SET EXERCISE
Reproduce the items below, substituting "corner points" for "vertices" and leaving everything else untouched.

Region outline items
>>

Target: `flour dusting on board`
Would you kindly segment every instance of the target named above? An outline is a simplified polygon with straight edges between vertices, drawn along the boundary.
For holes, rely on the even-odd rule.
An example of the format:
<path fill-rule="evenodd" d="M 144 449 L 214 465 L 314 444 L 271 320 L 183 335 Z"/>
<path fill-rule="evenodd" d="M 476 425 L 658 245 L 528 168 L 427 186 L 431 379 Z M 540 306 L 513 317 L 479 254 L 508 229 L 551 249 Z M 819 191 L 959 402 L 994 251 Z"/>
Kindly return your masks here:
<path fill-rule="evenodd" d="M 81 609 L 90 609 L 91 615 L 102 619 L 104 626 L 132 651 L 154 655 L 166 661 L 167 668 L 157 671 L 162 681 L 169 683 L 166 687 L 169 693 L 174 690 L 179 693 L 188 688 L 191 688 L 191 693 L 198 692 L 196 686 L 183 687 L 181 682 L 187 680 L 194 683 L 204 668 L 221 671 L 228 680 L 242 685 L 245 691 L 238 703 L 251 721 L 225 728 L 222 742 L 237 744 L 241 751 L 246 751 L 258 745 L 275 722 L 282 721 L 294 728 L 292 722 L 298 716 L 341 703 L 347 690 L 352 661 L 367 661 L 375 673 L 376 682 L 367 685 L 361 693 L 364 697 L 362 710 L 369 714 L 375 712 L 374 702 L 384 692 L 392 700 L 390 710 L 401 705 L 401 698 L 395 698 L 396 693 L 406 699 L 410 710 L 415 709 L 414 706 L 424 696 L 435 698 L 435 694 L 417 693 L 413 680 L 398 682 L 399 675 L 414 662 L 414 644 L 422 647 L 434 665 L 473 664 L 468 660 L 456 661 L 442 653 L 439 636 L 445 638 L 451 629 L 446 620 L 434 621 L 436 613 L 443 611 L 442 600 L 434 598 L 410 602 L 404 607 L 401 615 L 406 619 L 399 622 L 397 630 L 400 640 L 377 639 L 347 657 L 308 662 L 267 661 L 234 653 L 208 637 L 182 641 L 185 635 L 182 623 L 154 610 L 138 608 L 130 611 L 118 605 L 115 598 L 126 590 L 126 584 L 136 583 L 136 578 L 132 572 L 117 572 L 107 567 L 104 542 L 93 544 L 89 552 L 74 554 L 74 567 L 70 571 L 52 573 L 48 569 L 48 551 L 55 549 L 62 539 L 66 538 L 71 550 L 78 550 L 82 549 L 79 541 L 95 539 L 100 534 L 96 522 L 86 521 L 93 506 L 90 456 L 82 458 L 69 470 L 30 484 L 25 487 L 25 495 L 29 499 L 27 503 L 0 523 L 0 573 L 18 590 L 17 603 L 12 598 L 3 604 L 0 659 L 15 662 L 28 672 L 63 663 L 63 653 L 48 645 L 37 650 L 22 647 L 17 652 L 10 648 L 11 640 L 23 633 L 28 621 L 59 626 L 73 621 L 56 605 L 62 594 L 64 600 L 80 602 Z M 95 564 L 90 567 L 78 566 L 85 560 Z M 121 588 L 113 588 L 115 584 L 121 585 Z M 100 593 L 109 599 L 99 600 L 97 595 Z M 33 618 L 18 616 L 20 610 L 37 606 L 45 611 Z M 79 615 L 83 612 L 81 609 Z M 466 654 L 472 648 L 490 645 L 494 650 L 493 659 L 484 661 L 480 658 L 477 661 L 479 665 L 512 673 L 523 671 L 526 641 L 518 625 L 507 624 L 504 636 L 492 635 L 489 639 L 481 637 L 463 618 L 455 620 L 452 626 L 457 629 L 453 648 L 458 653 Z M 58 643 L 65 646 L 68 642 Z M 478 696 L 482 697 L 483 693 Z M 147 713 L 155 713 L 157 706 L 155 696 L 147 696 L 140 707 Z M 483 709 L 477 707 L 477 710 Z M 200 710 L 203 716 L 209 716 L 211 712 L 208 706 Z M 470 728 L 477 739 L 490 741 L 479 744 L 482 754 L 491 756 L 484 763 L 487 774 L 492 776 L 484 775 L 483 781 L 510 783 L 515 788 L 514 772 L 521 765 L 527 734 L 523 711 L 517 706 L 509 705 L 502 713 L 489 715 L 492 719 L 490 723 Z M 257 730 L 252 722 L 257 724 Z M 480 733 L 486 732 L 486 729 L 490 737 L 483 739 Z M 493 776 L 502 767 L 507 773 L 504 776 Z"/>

<<

COMPLETE OUTPUT
Target: `flour dusting on board`
Would you kindly segment every instance of the target named above? An outline is a simplified polygon with straight edges between corner points, drawn along the boundary.
For holes, rely on the even-odd rule.
An example of the format:
<path fill-rule="evenodd" d="M 144 449 L 214 465 L 314 444 L 271 320 L 183 335 Z"/>
<path fill-rule="evenodd" d="M 476 425 L 658 245 L 528 168 L 427 186 L 431 379 Z M 540 306 L 513 317 L 479 254 L 508 229 L 551 249 Z M 819 191 L 959 402 L 994 251 Z"/>
Kindly return your masks here:
<path fill-rule="evenodd" d="M 81 609 L 90 609 L 91 615 L 102 619 L 104 626 L 132 651 L 154 655 L 166 661 L 167 668 L 157 671 L 162 681 L 169 683 L 166 687 L 169 693 L 174 690 L 179 693 L 188 688 L 191 688 L 191 693 L 198 692 L 196 686 L 183 687 L 181 682 L 187 680 L 194 683 L 204 668 L 221 671 L 228 680 L 242 685 L 245 691 L 238 703 L 251 721 L 225 728 L 222 742 L 237 744 L 241 751 L 246 751 L 258 745 L 275 722 L 282 721 L 294 728 L 292 722 L 298 716 L 341 703 L 347 690 L 352 661 L 367 661 L 375 673 L 376 682 L 367 685 L 361 693 L 364 697 L 362 710 L 369 714 L 375 712 L 374 702 L 384 692 L 392 700 L 390 710 L 401 705 L 401 698 L 395 698 L 396 693 L 406 699 L 410 710 L 415 709 L 414 706 L 424 696 L 435 698 L 435 694 L 417 693 L 413 680 L 398 682 L 399 675 L 414 662 L 414 644 L 422 647 L 434 665 L 473 664 L 468 660 L 456 661 L 442 653 L 439 636 L 445 638 L 451 629 L 446 620 L 434 621 L 436 613 L 443 611 L 442 600 L 434 598 L 410 602 L 404 607 L 401 615 L 406 619 L 399 622 L 397 630 L 400 640 L 377 639 L 347 657 L 308 662 L 267 661 L 234 653 L 208 637 L 182 641 L 185 635 L 182 623 L 154 610 L 138 608 L 130 611 L 118 605 L 115 598 L 126 590 L 126 584 L 136 583 L 136 578 L 132 572 L 117 572 L 107 567 L 104 542 L 93 544 L 89 552 L 74 554 L 74 567 L 70 571 L 52 573 L 48 569 L 48 551 L 55 549 L 62 539 L 66 538 L 71 550 L 78 550 L 82 549 L 79 541 L 95 539 L 100 534 L 96 522 L 86 521 L 93 506 L 90 456 L 82 458 L 69 470 L 30 484 L 25 487 L 25 495 L 29 499 L 27 503 L 0 523 L 0 573 L 18 590 L 17 603 L 12 598 L 3 604 L 0 659 L 15 662 L 28 672 L 63 663 L 63 653 L 48 645 L 37 650 L 22 647 L 17 652 L 10 648 L 11 640 L 23 633 L 28 621 L 59 626 L 73 621 L 56 605 L 62 594 L 64 600 L 80 602 Z M 95 564 L 90 567 L 78 566 L 85 560 Z M 121 588 L 113 588 L 115 584 L 121 585 Z M 100 593 L 109 599 L 99 600 L 97 595 Z M 33 618 L 18 616 L 20 610 L 37 606 L 45 611 Z M 79 615 L 83 612 L 81 609 Z M 466 654 L 472 648 L 490 645 L 494 650 L 493 659 L 484 661 L 480 658 L 477 661 L 479 665 L 512 673 L 523 671 L 526 641 L 518 625 L 507 624 L 504 636 L 492 635 L 489 639 L 481 637 L 463 618 L 455 620 L 452 626 L 457 629 L 453 648 L 458 653 Z M 58 643 L 65 646 L 68 642 Z M 478 696 L 482 697 L 483 693 Z M 147 713 L 155 713 L 157 706 L 155 696 L 147 696 L 140 707 Z M 483 709 L 477 707 L 477 710 Z M 200 710 L 203 716 L 209 716 L 211 712 L 208 706 Z M 470 728 L 477 739 L 490 741 L 479 744 L 482 754 L 491 756 L 484 763 L 487 774 L 492 776 L 484 775 L 483 781 L 510 783 L 515 788 L 514 772 L 521 765 L 527 734 L 523 711 L 517 706 L 509 705 L 502 713 L 489 715 L 492 719 L 490 723 Z M 257 730 L 252 722 L 257 724 Z M 480 733 L 486 732 L 486 729 L 490 737 L 483 739 Z M 493 776 L 502 767 L 507 773 L 504 776 Z"/>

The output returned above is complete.